→ **READING TEXT**:
⟨

Anasys Instruments' AFM-IR system is featured in a new keynote publication in this month's issue of Applied Spectroscopy: Spatial Differentiation of Sub-Micrometer domains in a Poly(hydroxyalkanoate) copolymer using instrumentation that combines Atomic Force Microscopy (AFM) and Infrared (IR) Spectroscopy.
Leading materials scientist, Isao Noda of Procter & Gamble, and spectroscopist, Curtis Marcott of Light Light Solutions, in conjunction with the development and applications team from Anasys Instruments, have recently had their ground-breaking work on the characterization of sub-micron polymer domains using AFM-IR published in the October issue of Applied Spectroscopy, a leading applications journal published monthly by the Society for Applied Spectroscopy.
The paper highlights the combination of Atomic force microscopy (AFM) and infrared (IR) spectroscopy in a single instrument (AFM-IR) that is capable of producing sub-micrometer spatial resolution IR spectra and absorption images. This new technique enables the spectroscopic characterization of microdomain-forming polymers at levels not previously accessible.
The system employs a tunable IR laser generating pulses of the order of 10ns to excite polymer films which have been cast onto zinc selenide prisms. Short duration thermomechanical waves resulting from infrared absorption and corresponding thermal expansion were studied by monitoring the resulting excitation of the contact resonance modes of the AFM cantilever which in turn enables the resolution of crystalline microdomains of different sizes.

⟩

→ **DATA FOR THIS TASK**:

⟨

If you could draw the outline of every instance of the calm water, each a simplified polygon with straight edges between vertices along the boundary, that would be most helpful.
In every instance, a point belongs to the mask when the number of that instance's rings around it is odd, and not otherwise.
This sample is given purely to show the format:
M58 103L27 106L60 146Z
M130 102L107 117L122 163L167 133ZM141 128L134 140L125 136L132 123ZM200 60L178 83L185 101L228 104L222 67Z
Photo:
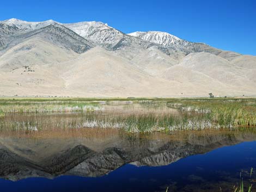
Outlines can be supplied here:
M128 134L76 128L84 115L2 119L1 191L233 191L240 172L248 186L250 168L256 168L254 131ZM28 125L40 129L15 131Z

⟩
⟨

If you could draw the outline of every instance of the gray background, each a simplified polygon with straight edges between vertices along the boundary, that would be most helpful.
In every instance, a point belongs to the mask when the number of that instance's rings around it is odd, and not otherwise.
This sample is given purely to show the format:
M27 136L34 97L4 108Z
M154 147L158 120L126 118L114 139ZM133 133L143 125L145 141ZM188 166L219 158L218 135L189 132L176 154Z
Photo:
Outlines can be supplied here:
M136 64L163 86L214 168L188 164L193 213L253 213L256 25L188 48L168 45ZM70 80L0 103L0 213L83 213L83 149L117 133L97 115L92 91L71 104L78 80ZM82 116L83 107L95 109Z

⟩

→ **REQUIREMENTS**:
1. Answer these from the AFM-IR article:
(a) Which journal published the paper, and in which month's issue?
(b) What were the polymer films cast onto?
(c) Of what order is the duration of the pulses from the tunable IR laser?
2. Locate every line in the entries that contains the word "boundary", treating case as significant, and copy each such line in full.

→ **TASK ANSWERS**:
1.
(a) Applied Spectroscopy, the October issue.
(b) Zinc selenide prisms.
(c) About 10 ns.

2.
If you could draw the outline of every instance of the calm water, each a simplified polygon with straight edges between vertices along the boundary, that would be most helpful.
If you could draw the outline of every instance of the gray background, each a simplified polygon with straight edges between vertices along the boundary, that would be most helpful.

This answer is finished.